> [Problem] Could you copy every line of the material below word for word, leaving out the pictures?

------------------------------

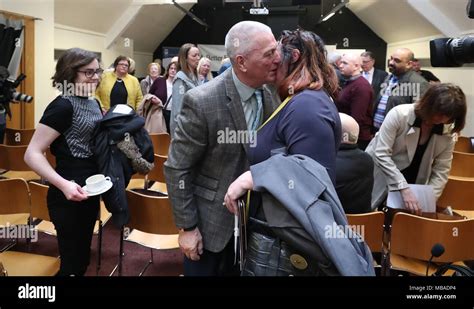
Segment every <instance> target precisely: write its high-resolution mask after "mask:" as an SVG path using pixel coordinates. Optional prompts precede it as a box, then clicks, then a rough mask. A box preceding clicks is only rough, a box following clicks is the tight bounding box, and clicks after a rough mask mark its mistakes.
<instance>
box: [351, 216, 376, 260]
mask: <svg viewBox="0 0 474 309" xmlns="http://www.w3.org/2000/svg"><path fill="white" fill-rule="evenodd" d="M347 220H348V221H349V225H351V228H352V229H354V230H355V231H356V232H359V234H363V235H361V236H362V237H363V238H364V241H365V243H366V244H367V245H368V246H369V248H370V250H371V251H372V252H382V246H383V244H382V242H383V222H384V213H383V212H382V211H375V212H369V213H364V214H348V215H347Z"/></svg>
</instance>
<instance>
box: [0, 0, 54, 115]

------------------------------

> [Response to the exercise]
Segment every <instance> target precisely: write its high-resolution mask after "mask:" as an SVG path using pixel coordinates. Optional prompts precede it as a box, then clicks, then a rough mask. A box preceding clicks is only rough, a box following clicks is the tight bounding box, and clicks after a rough mask mark its mistakes.
<instance>
box: [351, 216, 376, 260]
mask: <svg viewBox="0 0 474 309" xmlns="http://www.w3.org/2000/svg"><path fill="white" fill-rule="evenodd" d="M347 220H348V221H349V225H351V228H352V229H354V230H355V231H356V232H359V234H363V235H361V236H362V237H363V238H364V241H365V243H366V244H367V245H368V246H369V248H370V250H371V251H372V252H382V246H383V244H382V242H383V222H384V213H383V212H382V211H375V212H369V213H364V214H348V215H347Z"/></svg>
</instance>
<instance>
box: [0, 0, 54, 115]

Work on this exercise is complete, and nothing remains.